- _PROBLEM STATEMENT_: Below are the records; repeat exactly their lines between the line holding "# Target: blurred crowd" and the line holding "For every instance of the reflective strip on", inclusive, skipping the pictures.

- _RECORD EXTRACTS_:
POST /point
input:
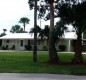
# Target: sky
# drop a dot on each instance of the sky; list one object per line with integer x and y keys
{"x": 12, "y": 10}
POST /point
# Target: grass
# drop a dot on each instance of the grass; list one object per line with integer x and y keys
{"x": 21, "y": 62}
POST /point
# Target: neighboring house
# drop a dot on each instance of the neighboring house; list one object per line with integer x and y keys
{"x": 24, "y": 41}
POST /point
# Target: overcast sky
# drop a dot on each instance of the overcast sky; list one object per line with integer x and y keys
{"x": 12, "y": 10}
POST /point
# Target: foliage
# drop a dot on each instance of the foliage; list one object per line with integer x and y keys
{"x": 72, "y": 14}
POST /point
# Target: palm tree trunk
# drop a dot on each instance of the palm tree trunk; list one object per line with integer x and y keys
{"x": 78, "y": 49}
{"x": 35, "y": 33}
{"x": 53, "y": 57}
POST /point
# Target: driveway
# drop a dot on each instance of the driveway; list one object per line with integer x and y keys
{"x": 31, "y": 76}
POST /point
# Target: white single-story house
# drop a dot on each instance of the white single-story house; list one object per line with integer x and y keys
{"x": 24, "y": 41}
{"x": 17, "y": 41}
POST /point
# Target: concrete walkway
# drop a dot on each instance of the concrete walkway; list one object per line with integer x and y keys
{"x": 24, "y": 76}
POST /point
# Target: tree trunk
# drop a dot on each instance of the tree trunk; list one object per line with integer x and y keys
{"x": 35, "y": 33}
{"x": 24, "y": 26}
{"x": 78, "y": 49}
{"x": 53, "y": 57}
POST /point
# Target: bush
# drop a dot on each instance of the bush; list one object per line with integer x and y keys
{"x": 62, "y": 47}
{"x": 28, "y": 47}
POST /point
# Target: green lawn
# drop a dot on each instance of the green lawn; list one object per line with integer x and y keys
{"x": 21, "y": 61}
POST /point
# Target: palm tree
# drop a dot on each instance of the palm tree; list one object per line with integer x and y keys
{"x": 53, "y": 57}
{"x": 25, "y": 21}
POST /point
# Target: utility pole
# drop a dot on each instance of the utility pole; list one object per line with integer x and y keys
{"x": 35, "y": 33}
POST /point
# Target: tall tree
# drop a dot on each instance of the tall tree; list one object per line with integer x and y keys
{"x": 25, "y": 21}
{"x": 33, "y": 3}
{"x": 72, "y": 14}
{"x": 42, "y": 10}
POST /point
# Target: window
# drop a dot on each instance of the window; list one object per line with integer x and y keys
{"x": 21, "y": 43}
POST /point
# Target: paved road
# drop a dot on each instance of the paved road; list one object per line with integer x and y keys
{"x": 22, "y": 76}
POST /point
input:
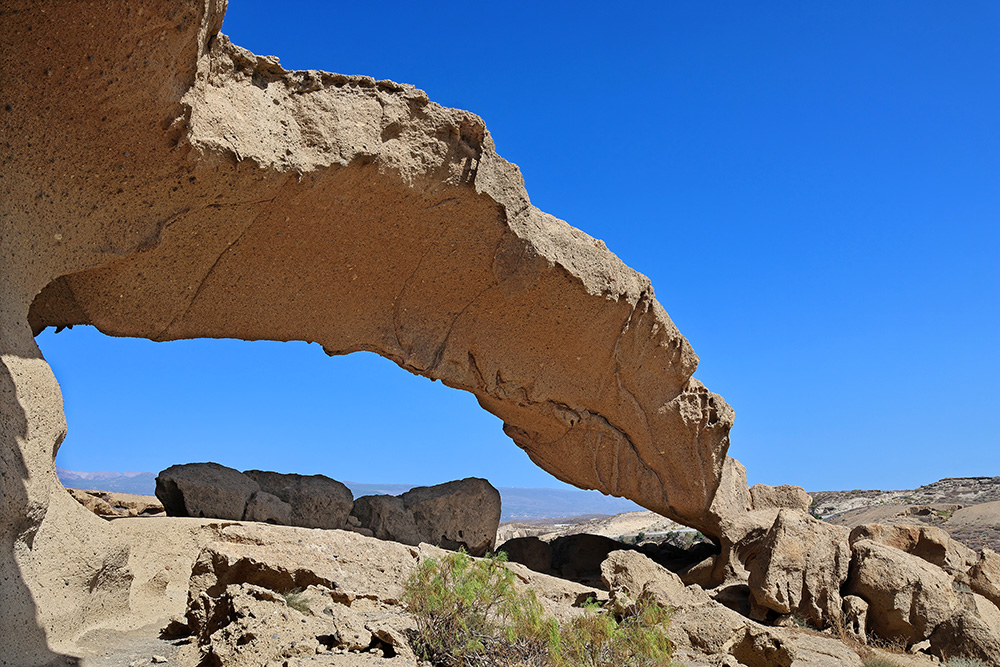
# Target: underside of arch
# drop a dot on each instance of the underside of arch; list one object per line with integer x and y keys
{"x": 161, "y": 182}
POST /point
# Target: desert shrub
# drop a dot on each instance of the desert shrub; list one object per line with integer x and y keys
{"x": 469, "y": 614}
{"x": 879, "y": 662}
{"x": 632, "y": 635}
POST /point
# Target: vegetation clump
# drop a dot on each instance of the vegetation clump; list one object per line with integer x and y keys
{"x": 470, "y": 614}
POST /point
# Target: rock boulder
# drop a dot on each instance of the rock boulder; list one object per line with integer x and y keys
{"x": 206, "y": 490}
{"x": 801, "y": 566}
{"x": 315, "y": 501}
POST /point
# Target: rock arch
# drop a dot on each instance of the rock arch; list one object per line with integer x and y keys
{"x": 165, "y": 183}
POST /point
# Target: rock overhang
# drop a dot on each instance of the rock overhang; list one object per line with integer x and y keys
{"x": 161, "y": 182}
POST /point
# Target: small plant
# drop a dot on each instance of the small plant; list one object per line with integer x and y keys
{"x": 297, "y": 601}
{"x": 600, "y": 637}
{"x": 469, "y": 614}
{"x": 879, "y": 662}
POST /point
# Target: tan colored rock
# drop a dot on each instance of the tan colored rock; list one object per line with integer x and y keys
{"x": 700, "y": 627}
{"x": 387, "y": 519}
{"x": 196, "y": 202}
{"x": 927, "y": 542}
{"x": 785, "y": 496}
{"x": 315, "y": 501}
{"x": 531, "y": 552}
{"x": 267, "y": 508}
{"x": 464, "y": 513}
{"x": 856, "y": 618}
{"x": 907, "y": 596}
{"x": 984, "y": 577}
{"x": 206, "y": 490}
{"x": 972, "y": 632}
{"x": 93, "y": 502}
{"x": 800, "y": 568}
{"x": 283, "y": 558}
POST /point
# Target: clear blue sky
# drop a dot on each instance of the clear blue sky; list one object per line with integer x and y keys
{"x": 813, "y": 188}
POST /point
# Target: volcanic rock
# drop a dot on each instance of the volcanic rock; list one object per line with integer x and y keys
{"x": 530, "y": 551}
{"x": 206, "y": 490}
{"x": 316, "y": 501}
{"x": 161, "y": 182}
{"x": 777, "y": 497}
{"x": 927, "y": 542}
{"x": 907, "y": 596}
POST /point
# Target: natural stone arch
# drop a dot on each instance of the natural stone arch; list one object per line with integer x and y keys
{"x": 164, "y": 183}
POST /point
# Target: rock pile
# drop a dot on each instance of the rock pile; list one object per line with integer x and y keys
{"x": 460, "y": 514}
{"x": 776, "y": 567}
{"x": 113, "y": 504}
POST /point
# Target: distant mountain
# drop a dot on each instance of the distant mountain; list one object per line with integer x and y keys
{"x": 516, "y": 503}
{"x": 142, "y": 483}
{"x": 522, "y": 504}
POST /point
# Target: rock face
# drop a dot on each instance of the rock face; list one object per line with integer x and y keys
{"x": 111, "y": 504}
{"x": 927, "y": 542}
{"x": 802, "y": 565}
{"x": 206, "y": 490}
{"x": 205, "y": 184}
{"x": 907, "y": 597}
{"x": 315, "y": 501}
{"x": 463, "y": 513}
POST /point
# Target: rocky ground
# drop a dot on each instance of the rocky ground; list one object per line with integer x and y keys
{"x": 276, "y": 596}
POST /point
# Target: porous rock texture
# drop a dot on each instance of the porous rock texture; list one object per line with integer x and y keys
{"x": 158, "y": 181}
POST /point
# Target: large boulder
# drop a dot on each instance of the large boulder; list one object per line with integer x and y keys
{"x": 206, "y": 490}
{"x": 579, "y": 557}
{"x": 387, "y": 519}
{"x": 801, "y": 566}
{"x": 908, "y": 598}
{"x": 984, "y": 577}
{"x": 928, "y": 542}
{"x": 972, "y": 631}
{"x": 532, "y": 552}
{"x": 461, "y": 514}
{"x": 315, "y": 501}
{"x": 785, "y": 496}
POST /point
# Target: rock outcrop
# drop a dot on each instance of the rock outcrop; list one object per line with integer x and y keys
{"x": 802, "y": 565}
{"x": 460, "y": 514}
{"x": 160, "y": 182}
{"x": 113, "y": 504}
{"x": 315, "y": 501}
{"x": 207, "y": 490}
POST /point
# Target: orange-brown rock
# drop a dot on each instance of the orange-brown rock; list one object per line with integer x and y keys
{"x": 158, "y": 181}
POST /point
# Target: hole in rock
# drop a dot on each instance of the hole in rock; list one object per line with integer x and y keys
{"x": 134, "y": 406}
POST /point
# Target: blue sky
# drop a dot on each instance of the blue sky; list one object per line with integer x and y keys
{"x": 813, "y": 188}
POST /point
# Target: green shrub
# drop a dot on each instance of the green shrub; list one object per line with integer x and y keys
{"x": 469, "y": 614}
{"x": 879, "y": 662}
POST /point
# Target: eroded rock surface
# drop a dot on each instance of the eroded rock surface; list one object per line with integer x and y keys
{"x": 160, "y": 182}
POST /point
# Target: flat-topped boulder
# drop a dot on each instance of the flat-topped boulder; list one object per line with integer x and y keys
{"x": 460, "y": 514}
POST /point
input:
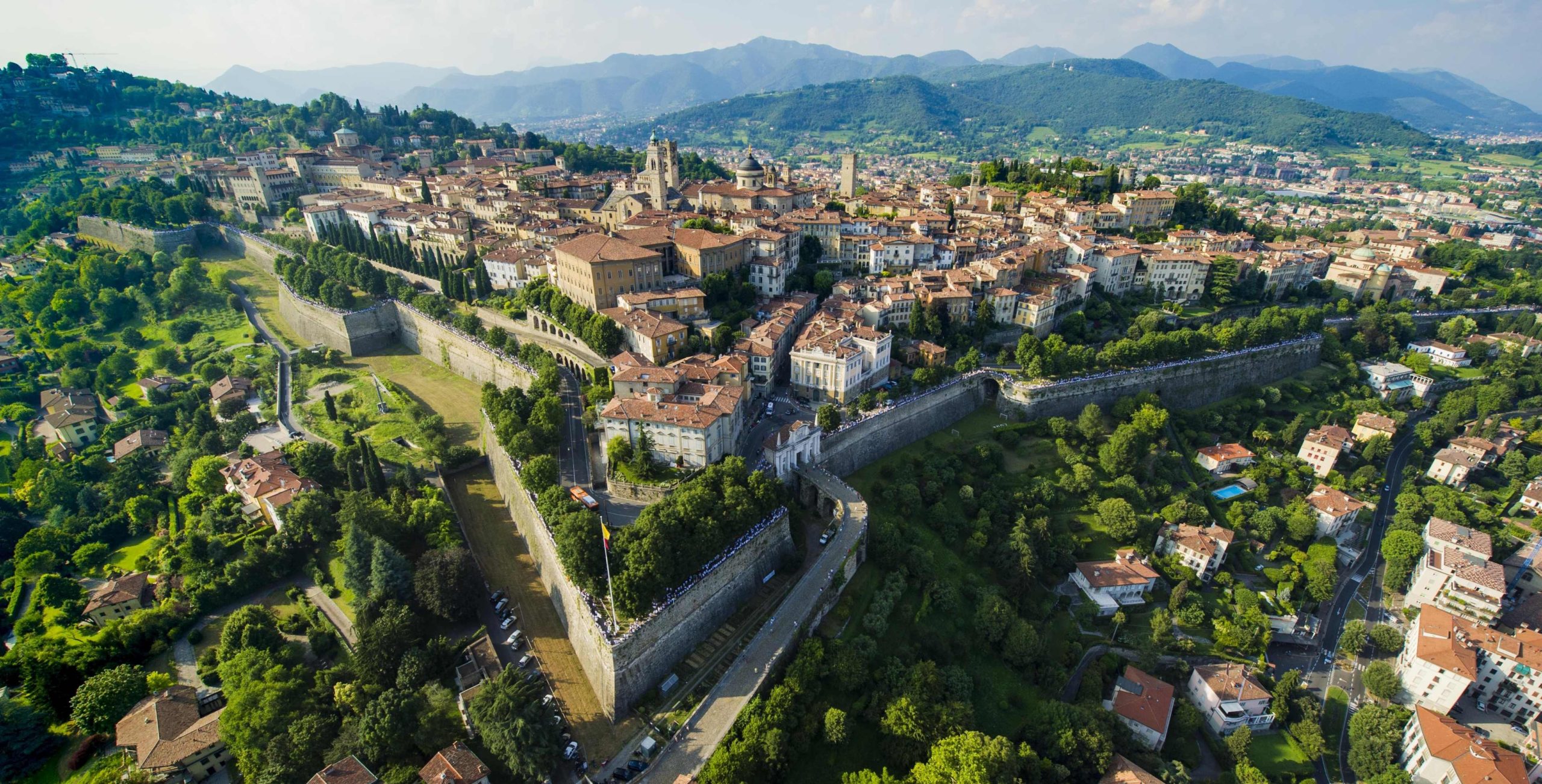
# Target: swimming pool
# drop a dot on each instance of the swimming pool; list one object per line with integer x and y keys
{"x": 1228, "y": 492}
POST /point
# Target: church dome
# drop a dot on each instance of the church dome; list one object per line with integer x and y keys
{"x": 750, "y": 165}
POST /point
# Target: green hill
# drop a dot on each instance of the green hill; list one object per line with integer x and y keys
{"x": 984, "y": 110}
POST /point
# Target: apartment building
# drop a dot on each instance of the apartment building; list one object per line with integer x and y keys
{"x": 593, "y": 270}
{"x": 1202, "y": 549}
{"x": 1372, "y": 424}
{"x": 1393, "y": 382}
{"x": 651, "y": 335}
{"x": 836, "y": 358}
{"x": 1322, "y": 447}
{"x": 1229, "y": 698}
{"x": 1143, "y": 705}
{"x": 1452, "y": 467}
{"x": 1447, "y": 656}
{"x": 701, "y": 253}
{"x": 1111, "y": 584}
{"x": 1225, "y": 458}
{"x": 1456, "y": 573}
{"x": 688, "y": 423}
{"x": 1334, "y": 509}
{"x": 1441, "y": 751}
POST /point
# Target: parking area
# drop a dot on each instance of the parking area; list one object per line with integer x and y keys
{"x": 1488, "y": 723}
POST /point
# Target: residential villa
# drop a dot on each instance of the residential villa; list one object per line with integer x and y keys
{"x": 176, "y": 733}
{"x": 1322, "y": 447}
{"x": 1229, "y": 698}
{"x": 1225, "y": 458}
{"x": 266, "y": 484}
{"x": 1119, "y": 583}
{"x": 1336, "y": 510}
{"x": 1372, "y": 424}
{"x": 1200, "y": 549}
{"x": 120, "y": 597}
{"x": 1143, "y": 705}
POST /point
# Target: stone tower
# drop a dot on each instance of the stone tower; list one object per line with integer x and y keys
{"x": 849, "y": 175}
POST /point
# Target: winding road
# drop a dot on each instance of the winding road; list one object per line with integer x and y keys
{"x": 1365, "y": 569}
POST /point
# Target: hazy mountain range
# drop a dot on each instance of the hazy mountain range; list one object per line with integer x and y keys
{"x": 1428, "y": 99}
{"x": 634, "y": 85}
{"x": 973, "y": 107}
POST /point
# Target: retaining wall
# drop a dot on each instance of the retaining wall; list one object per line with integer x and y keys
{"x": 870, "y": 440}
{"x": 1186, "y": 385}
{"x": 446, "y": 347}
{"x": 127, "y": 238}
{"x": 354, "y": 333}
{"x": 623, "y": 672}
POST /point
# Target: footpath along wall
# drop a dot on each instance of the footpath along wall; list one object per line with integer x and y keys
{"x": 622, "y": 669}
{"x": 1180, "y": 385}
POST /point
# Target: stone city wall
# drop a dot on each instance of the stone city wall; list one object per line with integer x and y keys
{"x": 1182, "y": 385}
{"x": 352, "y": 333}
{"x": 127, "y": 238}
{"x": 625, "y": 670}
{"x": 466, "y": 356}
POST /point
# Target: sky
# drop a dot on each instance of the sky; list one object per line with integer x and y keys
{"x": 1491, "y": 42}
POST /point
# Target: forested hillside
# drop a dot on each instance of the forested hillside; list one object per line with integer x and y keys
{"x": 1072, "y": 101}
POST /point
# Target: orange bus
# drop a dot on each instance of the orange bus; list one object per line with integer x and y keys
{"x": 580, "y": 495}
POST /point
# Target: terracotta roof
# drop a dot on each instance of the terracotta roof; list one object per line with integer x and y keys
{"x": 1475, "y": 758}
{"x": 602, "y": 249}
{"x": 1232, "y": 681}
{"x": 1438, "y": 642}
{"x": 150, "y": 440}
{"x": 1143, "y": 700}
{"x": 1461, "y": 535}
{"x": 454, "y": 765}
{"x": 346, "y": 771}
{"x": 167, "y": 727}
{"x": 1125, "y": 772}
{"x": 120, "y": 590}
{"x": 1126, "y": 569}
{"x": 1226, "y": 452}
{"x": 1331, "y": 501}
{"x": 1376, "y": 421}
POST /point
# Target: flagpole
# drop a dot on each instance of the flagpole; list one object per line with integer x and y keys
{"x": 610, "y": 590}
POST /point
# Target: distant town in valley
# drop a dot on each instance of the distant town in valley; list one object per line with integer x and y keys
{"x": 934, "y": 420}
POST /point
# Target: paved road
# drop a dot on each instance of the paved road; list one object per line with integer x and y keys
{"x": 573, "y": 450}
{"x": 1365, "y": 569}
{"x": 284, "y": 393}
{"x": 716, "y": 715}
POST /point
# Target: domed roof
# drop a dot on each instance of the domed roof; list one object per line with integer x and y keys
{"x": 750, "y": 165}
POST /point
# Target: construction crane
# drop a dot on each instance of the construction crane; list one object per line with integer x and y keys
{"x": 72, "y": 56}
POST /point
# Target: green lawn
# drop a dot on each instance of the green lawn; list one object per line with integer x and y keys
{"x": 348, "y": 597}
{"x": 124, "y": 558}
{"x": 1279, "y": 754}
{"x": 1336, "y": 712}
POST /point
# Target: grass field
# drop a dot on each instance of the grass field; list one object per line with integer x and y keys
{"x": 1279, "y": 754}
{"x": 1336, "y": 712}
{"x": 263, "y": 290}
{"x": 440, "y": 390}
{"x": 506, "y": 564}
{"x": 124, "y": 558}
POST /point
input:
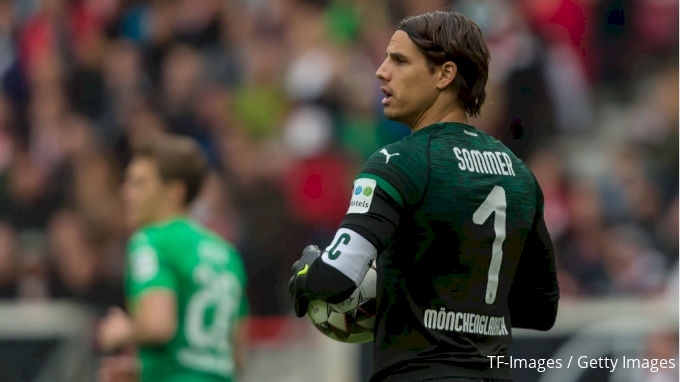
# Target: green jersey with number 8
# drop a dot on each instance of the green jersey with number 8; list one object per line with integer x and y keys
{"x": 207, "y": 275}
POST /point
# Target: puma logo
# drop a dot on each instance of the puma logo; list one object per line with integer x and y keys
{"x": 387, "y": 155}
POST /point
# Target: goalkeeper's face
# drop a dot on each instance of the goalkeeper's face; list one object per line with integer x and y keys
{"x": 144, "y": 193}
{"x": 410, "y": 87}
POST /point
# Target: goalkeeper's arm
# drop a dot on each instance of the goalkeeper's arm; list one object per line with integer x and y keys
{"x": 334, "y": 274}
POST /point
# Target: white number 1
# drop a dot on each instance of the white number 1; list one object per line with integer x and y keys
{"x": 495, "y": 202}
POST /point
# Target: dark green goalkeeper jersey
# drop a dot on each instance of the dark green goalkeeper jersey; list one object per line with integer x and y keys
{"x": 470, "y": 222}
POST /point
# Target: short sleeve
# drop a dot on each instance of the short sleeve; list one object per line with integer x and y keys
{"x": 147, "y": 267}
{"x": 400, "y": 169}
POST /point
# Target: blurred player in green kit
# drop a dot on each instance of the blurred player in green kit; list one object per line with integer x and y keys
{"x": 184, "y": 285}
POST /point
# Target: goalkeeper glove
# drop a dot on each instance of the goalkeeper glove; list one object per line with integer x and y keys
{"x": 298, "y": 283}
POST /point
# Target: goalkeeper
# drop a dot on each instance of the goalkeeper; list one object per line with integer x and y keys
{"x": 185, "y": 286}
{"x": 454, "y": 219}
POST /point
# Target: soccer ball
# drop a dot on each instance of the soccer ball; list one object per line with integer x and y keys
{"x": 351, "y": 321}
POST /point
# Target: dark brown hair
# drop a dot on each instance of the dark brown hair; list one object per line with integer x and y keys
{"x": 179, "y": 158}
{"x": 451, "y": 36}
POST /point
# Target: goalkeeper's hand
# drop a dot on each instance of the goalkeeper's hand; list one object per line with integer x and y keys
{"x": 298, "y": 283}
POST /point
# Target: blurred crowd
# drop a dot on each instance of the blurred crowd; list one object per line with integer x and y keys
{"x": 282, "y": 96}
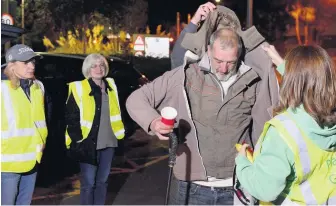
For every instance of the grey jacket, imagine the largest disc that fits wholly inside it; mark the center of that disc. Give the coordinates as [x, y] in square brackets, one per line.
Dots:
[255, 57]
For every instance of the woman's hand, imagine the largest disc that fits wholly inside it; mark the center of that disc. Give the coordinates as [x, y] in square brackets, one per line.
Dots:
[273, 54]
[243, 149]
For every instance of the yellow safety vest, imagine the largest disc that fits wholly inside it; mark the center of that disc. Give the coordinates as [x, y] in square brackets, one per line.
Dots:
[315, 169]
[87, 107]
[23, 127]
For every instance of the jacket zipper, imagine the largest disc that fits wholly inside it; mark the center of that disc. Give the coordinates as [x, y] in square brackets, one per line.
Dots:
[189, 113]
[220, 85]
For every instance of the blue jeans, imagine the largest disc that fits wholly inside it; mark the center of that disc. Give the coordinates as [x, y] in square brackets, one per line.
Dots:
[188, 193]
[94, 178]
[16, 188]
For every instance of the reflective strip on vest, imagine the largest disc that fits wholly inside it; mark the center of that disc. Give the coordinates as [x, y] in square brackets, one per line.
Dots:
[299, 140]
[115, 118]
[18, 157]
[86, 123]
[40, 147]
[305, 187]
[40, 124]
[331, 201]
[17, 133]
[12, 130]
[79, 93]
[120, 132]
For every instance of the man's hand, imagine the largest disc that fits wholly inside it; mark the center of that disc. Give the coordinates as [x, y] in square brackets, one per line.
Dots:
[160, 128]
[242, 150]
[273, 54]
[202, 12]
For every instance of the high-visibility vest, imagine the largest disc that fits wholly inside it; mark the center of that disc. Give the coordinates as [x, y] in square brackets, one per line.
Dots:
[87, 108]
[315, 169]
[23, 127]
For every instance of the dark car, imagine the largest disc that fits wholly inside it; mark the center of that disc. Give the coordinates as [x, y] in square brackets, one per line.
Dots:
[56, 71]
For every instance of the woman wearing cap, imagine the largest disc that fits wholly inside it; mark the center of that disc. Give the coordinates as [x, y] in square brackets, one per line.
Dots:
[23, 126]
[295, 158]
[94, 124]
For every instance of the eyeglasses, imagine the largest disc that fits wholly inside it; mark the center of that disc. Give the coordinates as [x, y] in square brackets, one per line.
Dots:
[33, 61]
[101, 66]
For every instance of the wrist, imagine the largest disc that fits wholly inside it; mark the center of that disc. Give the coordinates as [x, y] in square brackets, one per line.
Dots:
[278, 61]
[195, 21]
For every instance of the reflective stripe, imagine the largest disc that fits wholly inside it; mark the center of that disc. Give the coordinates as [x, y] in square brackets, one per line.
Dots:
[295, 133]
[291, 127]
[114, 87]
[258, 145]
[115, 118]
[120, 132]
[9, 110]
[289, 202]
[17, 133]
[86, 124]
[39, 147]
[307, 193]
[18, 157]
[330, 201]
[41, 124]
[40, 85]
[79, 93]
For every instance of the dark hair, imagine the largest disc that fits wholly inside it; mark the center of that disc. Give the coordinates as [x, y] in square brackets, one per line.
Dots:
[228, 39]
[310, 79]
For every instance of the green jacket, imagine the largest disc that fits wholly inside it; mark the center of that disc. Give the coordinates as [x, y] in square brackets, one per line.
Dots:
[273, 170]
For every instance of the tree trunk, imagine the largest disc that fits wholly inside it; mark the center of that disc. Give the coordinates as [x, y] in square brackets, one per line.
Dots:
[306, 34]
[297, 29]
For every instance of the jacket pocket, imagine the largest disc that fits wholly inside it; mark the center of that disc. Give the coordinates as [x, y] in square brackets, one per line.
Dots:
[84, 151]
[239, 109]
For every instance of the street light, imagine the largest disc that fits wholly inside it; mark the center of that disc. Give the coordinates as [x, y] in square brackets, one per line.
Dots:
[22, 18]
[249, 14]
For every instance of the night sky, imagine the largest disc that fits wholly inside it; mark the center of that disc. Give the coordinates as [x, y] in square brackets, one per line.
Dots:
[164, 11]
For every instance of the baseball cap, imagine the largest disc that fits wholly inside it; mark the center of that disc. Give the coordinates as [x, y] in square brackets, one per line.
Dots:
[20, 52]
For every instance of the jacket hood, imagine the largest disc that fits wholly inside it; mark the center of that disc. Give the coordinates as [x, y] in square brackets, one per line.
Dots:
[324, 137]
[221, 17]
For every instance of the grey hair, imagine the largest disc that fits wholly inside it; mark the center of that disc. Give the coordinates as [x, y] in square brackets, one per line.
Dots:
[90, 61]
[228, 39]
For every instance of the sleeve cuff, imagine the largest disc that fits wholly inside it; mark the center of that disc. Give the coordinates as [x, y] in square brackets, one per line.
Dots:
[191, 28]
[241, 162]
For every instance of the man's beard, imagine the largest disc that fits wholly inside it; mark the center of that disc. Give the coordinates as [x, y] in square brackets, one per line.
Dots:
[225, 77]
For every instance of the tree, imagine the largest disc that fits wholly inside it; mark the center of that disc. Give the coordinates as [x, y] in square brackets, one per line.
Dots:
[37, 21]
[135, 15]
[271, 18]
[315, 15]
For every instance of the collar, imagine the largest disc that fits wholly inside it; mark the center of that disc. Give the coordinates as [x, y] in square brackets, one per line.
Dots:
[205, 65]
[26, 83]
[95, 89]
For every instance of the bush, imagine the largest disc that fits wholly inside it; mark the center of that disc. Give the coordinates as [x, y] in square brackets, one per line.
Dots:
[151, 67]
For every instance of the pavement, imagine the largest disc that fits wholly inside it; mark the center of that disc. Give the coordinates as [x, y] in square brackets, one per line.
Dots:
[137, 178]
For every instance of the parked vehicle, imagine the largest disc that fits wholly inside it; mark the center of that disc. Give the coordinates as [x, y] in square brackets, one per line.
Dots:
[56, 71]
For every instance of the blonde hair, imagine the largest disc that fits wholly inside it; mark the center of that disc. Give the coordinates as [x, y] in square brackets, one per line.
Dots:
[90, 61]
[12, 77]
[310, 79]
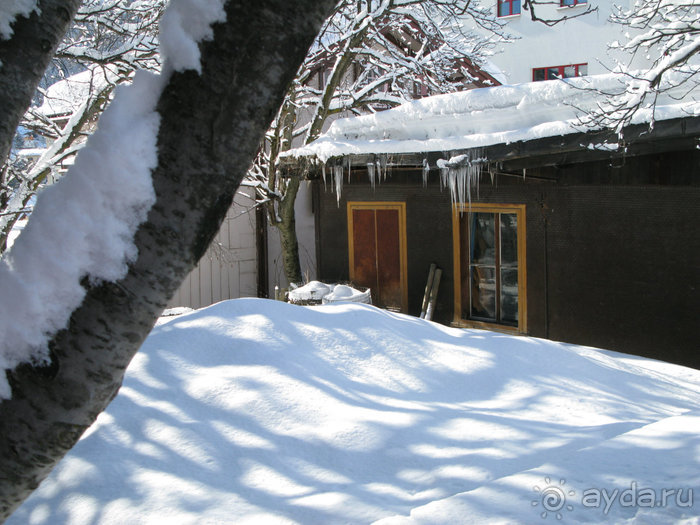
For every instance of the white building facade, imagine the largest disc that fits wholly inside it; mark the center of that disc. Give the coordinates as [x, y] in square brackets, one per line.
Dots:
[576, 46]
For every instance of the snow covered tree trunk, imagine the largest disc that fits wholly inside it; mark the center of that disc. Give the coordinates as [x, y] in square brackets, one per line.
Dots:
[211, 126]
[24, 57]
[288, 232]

- _TASK ANSWER_:
# Target: blurred crowd
# drop a dot on each instance of the blurred crowd; list one object per line with integer x and y keys
{"x": 282, "y": 96}
For every instance of the grey jacket, imagine the largest disc that fits wholly inside it; mark the center of that disc. Give the coordinates as [x, y] in square brackets, one per line.
Dots:
[255, 57]
For every instance of the woman's hand, imagine the largest disc that fits wholly inside it; mark the center of that disc. Give the coordinates as [x, y] in square brackets, one per line.
Dots:
[273, 54]
[243, 149]
For every instance of the yellow safety vest, imagine the largest disc that fits wholly inside it; mark the center of that disc. Give the coordinates as [x, y] in square brackets, one per line.
Dots:
[315, 169]
[87, 107]
[23, 127]
For every instance of the jacket zipper, imagine the largest disc that fits wholly inside it; mark the center of that disc. Give the coordinates as [x, y] in square brackets, one per line.
Dots:
[189, 113]
[220, 85]
For every instance of the blue jeans, imagine the largest disc that fits wholly inside it; mark the center of that disc. Give the coordinates as [x, y] in square brackets, one per line.
Dots:
[188, 193]
[94, 178]
[16, 188]
For every instance of the reflective strip on vest, imagine the largest disc that fits wholly inside it; mark the center of that disc. Give the coordinates as [x, y] in square brackets, one per line.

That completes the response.